## BEGIN DATASET RECORDS

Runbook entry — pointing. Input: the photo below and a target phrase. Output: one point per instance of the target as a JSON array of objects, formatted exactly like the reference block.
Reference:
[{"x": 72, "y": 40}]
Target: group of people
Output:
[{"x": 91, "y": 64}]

## END DATASET RECORDS

__EXERCISE PROMPT__
Convert the material above into a JSON list of strings, with one string for each line and no entries for blank lines.

__SOLUTION TO THE EXERCISE__
[
  "Runbook entry — pointing. Input: the photo below and a target phrase. Output: one point per instance of the target as a JSON array of objects, formatted exactly like the reference block.",
  "Reference:",
  "[{\"x\": 72, \"y\": 40}]",
  "Target: group of people",
  "Output:",
  "[{\"x\": 91, \"y\": 64}]"
]